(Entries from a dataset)

◇ ◇ ◇

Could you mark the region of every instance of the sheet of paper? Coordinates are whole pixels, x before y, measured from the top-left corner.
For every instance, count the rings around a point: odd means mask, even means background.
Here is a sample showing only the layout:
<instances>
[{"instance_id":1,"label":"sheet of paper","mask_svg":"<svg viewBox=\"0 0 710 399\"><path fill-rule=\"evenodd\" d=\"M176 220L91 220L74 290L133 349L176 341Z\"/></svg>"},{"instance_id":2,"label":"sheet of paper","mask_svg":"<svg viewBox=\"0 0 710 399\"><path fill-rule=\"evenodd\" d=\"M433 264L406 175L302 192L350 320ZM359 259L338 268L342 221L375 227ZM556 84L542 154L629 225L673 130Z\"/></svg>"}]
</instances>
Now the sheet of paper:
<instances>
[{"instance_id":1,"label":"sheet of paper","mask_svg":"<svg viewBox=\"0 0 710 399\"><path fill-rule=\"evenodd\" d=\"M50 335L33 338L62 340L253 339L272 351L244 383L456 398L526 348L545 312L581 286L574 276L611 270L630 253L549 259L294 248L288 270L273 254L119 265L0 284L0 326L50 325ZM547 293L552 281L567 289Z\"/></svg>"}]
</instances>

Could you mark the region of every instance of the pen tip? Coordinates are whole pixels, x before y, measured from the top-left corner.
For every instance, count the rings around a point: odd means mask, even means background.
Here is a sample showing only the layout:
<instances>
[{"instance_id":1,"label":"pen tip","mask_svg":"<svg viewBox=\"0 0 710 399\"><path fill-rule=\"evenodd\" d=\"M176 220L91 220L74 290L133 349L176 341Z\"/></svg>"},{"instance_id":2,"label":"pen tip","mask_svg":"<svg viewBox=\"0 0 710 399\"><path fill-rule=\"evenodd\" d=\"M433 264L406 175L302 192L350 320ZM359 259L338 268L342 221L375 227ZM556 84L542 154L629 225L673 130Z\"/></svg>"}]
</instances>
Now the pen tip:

◇ ◇ ◇

▶ PROBLEM
Rewrite the lines from the one containing "Could you mark the region of every instance of the pen" through the end of the data, replacing "pen tip" with "ballpoint tip" and leaving everything else unchanged.

▶ ANSWER TO THIS EXERCISE
Could you mark the region of every instance of the ballpoint tip? Coordinates are whole pixels, x before y, measured from the top-left corner.
For every instance, count the rings around a point: odd means mask, even means background.
Here is a sample showing only the layout:
<instances>
[{"instance_id":1,"label":"ballpoint tip","mask_svg":"<svg viewBox=\"0 0 710 399\"><path fill-rule=\"evenodd\" d=\"M176 220L91 220L74 290L133 349L176 341Z\"/></svg>"},{"instance_id":2,"label":"ballpoint tip","mask_svg":"<svg viewBox=\"0 0 710 399\"><path fill-rule=\"evenodd\" d=\"M433 264L406 175L302 192L350 320ZM359 259L338 268L342 221L375 227ZM556 84L542 154L629 225L673 130Z\"/></svg>"}]
</instances>
Now the ballpoint tip:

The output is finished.